_Tasks for this exercise:_
1 - In the text on CMMC documentation failures, what three things do assessors evaluate for each of the 110 controls?
2 - Quote the records from the line containing "Practice. Put a dot on the cloudy" through the end of the records.

_Selected text:_

In Nugget #4 we established the four foundational compliance documents every organization must maintain: the SSP, POA&M, SPRS score, and Annual Affirmation. This nugget goes deeper into the broader documentation ecosystem that surrounds those four pillars and the specific failures that cause organizations to fail CMMC assessments even when their technical controls are sound.
Documentation failures are among the leading causes of assessment findings. The reason is straightforward: CMMC assessors cannot take your word for it. Every implemented control must be evidenced through policies, procedures, logs, records, or other artifacts. If it isn’t documented, for assessment purposes it doesn’t exist.
The Documentation Standard Assessors Apply
For each of the 110 controls, assessors evaluate three things:
- Examine: Does documentation exist describing how the control is implemented?
- Interview: Can personnel explain how the control works and demonstrate they follow it?
- Test: Does technical evidence confirm the control is functioning as described?
Weak or missing documentation undermines all of these simultaneously!
Top 10 Common Documentation Failures
1. Incomplete System Security Plans (SSPs)
The most common SSP failures assessors encounter:
- Control implementation statements that say “Implemented” with no description of how
- Assessment boundaries that don’t match actual network diagrams
- Asset inventories that are incomplete or out of date
- Missing interconnection agreements for external systems, Cloud Service Providers, or Managed Service Providers
An SSP that lists controls without explaining implementation is not a compliant SSP — it is an index. Before your assessment, walk through each control entry and ask: could an assessor seeing this for the first time understand exactly how this control is implemented and where to find evidence of it?
2. Failure to Document Continuous Monitoring Processes
CA.L2-3.12.3 requires ongoing monitoring of security controls. The failure here is not simply failing to monitor, it is failing to document that monitoring is happening and that results are acted upon. Assessors look for:
- A written monitoring strategy describing what is monitored, how frequently, and who does it
- Evidence of human review of monitoring outputs, not just tool collection
- Records of actions taken in response to findings
Assessor Reality Check: “We have a SIEM” is not evidence of continuous monitoring. “Here are our weekly review records, the findings log, and the POA&M items opened as a result” is.
3. Insufficient Configuration Management Documentation
- CM.L2-3.4.1 requires a formally documented and approved baseline configuration
- CM.L2-3.4.3 requires that changes are tracked, reviewed, approved, and logged
The most commonly missed element: CM.L2-3.4.4 requires a formal security impact analysis before implementing changes… not just a functional test. Many organizations document that changes were tested but have no record of a security impact review. These are two separate assessment objectives.

[Items in a dataset]
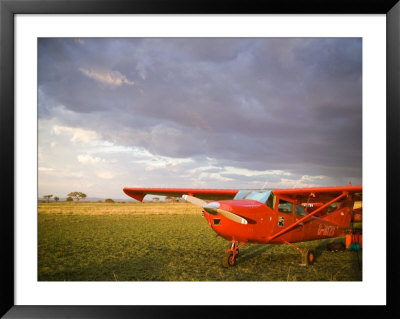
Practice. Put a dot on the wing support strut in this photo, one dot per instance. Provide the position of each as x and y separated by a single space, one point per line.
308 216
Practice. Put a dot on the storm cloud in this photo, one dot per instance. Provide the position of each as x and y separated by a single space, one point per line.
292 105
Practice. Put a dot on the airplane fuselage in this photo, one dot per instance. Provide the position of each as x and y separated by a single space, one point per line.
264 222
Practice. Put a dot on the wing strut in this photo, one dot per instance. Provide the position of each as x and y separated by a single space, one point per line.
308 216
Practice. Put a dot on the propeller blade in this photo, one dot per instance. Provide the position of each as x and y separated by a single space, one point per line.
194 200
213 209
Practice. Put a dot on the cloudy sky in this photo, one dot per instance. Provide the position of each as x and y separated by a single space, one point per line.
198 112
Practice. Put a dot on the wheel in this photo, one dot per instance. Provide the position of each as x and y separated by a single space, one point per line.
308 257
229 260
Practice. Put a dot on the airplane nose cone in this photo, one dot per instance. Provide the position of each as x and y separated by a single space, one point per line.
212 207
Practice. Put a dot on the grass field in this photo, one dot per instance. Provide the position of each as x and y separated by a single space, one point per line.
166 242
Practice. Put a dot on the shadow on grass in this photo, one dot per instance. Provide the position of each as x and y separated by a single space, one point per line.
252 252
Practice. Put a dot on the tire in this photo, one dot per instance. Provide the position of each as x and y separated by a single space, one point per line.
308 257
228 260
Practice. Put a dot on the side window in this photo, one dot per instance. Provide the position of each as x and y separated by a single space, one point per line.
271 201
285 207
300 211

_Expected outputs:_
1 - Examine, interview, and test.

2 -
Practice. Put a dot on the cloudy sky in this photo, one dot per instance. Provide the position of each as x and y separated by a single space, one point per line.
198 112
Practice. Put a dot on the wheel in this photo, one dot per instance. Provide the position of each as x and y separated by a single space, one point per line.
308 257
229 260
Practice. Put a dot on the airplane nose cone in this photo, one dot per instance. Provide the position of each as x and y separated by a single space, one point per line.
212 207
Practice. Put a dot on the grass field in this photo, one dot per instance. Provide the position of each as x and y separated by a single space, one point per line.
166 242
Practice. Put a dot on the shadow on grass in this photo, one dot per instance. Provide the position of each as x and y separated by a single space, one point per line.
252 252
Practice. Put a dot on the tire in this photo, one dot per instance. Provide the position of each as x and y separated by a single space, one point per line.
308 257
228 260
Practice. Put a dot on the side window in this photo, one dot per instance. Provide the position of each as x and y separated by a single space, one point per line.
271 201
285 207
300 211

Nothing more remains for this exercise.